• _Exercise requirements_:
Write out the material below exactly, beginning at the line that contains "Should you be willing to segment every instance of the snare" and ending with its last line, both ends included; write nothing else.

• _Material supplied_:
:::

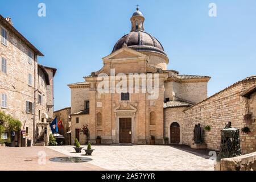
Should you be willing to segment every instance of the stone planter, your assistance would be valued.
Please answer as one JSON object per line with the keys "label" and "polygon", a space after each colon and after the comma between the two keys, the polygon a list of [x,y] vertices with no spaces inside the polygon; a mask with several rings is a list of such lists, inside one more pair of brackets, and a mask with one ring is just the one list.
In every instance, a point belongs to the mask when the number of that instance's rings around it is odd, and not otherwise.
{"label": "stone planter", "polygon": [[74,147],[76,153],[81,153],[82,147]]}
{"label": "stone planter", "polygon": [[92,152],[94,150],[94,149],[90,149],[90,150],[87,150],[87,149],[84,149],[84,150],[85,151],[85,155],[92,155]]}
{"label": "stone planter", "polygon": [[150,139],[150,144],[155,144],[155,140]]}
{"label": "stone planter", "polygon": [[101,139],[96,139],[96,144],[101,144]]}

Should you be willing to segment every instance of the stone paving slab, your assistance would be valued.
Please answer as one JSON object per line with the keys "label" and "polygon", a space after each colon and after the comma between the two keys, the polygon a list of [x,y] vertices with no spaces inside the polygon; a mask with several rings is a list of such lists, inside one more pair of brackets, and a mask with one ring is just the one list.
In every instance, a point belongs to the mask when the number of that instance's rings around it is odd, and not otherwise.
{"label": "stone paving slab", "polygon": [[[44,162],[40,160],[42,154],[46,154],[45,164],[40,164]],[[50,158],[54,157],[68,156],[46,147],[17,148],[0,147],[0,171],[105,170],[88,162],[63,163],[49,160]]]}
{"label": "stone paving slab", "polygon": [[[86,146],[81,146],[85,148]],[[85,156],[75,153],[73,146],[47,147],[65,155]],[[214,162],[170,146],[92,146],[95,149],[89,163],[108,170],[212,171]]]}

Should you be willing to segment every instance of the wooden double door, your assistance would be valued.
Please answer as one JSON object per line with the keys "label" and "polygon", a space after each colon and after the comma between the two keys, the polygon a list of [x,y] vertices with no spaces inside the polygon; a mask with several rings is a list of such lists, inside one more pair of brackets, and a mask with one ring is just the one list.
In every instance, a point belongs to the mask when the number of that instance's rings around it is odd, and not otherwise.
{"label": "wooden double door", "polygon": [[131,143],[131,118],[119,118],[119,142]]}
{"label": "wooden double door", "polygon": [[171,127],[171,143],[180,143],[180,127]]}

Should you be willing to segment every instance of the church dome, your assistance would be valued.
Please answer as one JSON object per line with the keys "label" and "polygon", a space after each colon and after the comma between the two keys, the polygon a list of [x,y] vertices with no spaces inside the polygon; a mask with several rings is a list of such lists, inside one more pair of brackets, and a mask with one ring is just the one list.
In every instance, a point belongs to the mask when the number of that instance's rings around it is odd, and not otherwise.
{"label": "church dome", "polygon": [[137,51],[156,52],[167,56],[160,42],[141,30],[132,31],[121,38],[115,44],[112,52],[121,49],[123,45]]}
{"label": "church dome", "polygon": [[112,52],[127,46],[137,51],[157,52],[167,56],[160,42],[144,31],[144,17],[137,8],[131,18],[131,32],[119,39]]}

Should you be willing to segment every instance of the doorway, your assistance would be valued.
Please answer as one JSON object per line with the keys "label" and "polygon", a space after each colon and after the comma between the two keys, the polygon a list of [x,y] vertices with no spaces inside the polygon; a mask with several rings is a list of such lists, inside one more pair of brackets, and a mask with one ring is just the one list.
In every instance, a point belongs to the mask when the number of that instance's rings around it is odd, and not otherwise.
{"label": "doorway", "polygon": [[131,118],[119,118],[119,142],[131,143]]}
{"label": "doorway", "polygon": [[180,143],[180,125],[177,122],[171,125],[171,143]]}

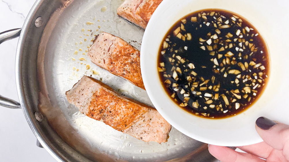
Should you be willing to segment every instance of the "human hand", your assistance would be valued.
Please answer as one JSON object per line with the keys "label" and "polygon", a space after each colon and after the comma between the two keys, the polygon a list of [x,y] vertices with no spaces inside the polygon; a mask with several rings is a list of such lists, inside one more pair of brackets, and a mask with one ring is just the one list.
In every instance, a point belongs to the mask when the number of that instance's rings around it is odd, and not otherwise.
{"label": "human hand", "polygon": [[237,152],[226,147],[210,145],[209,151],[222,162],[289,161],[289,125],[264,117],[256,121],[256,130],[264,142],[237,147],[247,153]]}

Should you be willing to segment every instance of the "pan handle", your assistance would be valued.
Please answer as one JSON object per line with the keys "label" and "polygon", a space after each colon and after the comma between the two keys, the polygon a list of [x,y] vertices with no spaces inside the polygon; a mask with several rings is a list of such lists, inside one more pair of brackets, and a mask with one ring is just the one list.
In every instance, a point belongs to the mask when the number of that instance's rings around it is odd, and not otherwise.
{"label": "pan handle", "polygon": [[[21,32],[21,28],[18,28],[0,33],[0,44],[6,41],[18,37]],[[21,108],[21,105],[19,102],[1,95],[0,106],[11,108]]]}

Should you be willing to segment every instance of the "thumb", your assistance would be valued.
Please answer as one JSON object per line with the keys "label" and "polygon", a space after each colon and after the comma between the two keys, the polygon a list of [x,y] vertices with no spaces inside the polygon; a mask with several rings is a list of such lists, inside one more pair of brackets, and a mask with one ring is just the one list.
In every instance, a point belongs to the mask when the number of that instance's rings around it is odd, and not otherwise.
{"label": "thumb", "polygon": [[264,141],[274,148],[282,150],[283,155],[289,160],[289,125],[260,117],[255,126]]}

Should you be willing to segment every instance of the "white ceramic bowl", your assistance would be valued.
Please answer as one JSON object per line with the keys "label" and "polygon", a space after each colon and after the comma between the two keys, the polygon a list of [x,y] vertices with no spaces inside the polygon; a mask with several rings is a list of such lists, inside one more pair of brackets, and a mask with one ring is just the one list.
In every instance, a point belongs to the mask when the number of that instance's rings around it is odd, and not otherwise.
{"label": "white ceramic bowl", "polygon": [[[144,32],[140,62],[146,89],[154,105],[174,127],[200,141],[226,146],[262,142],[255,129],[259,117],[289,124],[289,14],[288,1],[257,0],[164,0],[151,18]],[[271,69],[267,87],[253,105],[236,116],[222,119],[199,117],[174,103],[161,84],[157,69],[159,49],[166,32],[180,18],[207,8],[225,9],[246,18],[266,42]]]}

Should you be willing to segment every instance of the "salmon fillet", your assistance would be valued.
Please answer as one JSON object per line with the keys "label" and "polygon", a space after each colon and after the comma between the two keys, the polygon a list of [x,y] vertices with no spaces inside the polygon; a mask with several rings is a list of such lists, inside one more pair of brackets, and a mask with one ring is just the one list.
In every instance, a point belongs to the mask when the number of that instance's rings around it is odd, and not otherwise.
{"label": "salmon fillet", "polygon": [[145,29],[152,15],[162,0],[125,0],[117,9],[117,14]]}
{"label": "salmon fillet", "polygon": [[97,36],[88,55],[97,65],[145,89],[140,52],[123,40],[102,32]]}
{"label": "salmon fillet", "polygon": [[171,126],[158,111],[92,78],[85,75],[66,94],[82,113],[118,131],[145,142],[167,140]]}

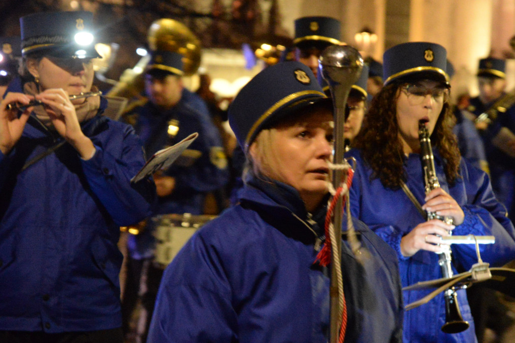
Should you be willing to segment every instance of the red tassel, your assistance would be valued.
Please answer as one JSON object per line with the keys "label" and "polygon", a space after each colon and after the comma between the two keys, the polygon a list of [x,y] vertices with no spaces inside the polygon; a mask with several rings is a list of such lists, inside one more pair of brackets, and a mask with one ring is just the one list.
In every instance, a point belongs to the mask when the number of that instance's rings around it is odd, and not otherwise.
{"label": "red tassel", "polygon": [[322,249],[317,254],[317,259],[315,261],[320,261],[320,265],[322,267],[327,267],[331,263],[331,248],[326,242],[323,244]]}

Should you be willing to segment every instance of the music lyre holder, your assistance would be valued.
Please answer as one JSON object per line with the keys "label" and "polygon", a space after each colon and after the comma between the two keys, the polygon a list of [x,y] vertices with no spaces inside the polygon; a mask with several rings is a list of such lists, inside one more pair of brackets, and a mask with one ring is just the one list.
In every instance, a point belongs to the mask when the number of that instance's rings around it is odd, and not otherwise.
{"label": "music lyre holder", "polygon": [[469,271],[454,275],[452,278],[442,278],[427,281],[421,281],[402,288],[403,290],[414,290],[436,288],[423,298],[404,306],[406,311],[418,307],[427,303],[440,293],[450,288],[467,288],[473,284],[482,285],[505,294],[515,297],[515,270],[508,268],[489,268],[489,263],[483,262],[479,252],[479,244],[492,244],[495,242],[493,236],[449,236],[441,237],[446,244],[475,244],[477,263]]}

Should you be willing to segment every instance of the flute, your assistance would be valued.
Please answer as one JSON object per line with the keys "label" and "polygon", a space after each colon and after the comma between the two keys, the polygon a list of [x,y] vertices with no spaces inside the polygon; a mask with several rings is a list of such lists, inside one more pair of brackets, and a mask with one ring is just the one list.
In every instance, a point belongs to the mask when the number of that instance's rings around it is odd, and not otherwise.
{"label": "flute", "polygon": [[[68,97],[68,98],[72,100],[75,100],[75,99],[82,99],[83,98],[88,98],[90,96],[97,96],[101,95],[102,92],[99,91],[98,92],[88,92],[87,93],[80,93],[78,94],[70,95]],[[16,102],[11,102],[10,104],[7,105],[6,107],[6,109],[13,110],[16,109],[18,110],[23,111],[26,108],[31,106],[37,106],[38,105],[44,105],[44,104],[43,101],[40,100],[33,100],[27,105],[24,105]]]}

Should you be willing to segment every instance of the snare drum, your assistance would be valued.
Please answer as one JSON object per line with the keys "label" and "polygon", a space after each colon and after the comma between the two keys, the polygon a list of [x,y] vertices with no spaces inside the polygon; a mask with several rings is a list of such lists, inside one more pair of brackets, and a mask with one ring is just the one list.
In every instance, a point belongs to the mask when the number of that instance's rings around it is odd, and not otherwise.
{"label": "snare drum", "polygon": [[156,228],[153,234],[156,239],[154,264],[164,269],[195,231],[216,217],[184,213],[153,217]]}

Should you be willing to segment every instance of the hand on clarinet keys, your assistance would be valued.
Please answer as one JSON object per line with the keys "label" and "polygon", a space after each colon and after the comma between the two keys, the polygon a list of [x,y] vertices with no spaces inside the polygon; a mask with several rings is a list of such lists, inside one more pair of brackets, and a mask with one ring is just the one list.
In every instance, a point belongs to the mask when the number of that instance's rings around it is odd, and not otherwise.
{"label": "hand on clarinet keys", "polygon": [[410,257],[420,250],[442,252],[448,248],[439,236],[449,236],[455,227],[436,219],[421,222],[401,239],[401,253]]}
{"label": "hand on clarinet keys", "polygon": [[441,188],[435,188],[427,193],[425,197],[425,203],[423,210],[435,212],[442,217],[449,217],[453,219],[455,225],[463,222],[465,214],[456,200]]}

:::

• _Complete answer_:
Should you be willing to segment every instance of the snare drum, your assistance would be valued.
Please answer as one JSON object per line with the keys "label" and "polygon", a space after each colon and after the comma between the two keys, the polygon a list of [x,y] vertices with no spaces inside the polygon; a mask with several rings is a list of such lists, inside one more pair of brackets, and a mask with one ring is just the one list.
In every instance, a point belongs to the mask when the number of that instance's rings around it is odd, and not otherwise.
{"label": "snare drum", "polygon": [[156,228],[153,234],[156,239],[154,264],[164,269],[195,231],[216,217],[184,213],[153,217]]}

Should you be willing to segment every instance of the hand on clarinet keys, your assistance would be valued.
Please answer as one JSON object per line with the keys "label" and "polygon", a space after each colon and after the comma between the two keys, the polygon a list of [x,y] vertices with no spaces inside the polygon; a mask with several rings is a list of such lists, inside one more pair of brackets, and a mask with one ring is just the one list.
In every instance, a point belongs to the mask when the number of that instance's rings around it is odd, and not otherwise.
{"label": "hand on clarinet keys", "polygon": [[410,257],[420,250],[442,252],[448,248],[439,236],[449,236],[455,227],[436,219],[421,222],[401,239],[401,253]]}
{"label": "hand on clarinet keys", "polygon": [[441,188],[435,188],[427,193],[425,197],[425,203],[423,210],[435,212],[442,217],[449,217],[453,219],[455,225],[463,222],[465,214],[456,200]]}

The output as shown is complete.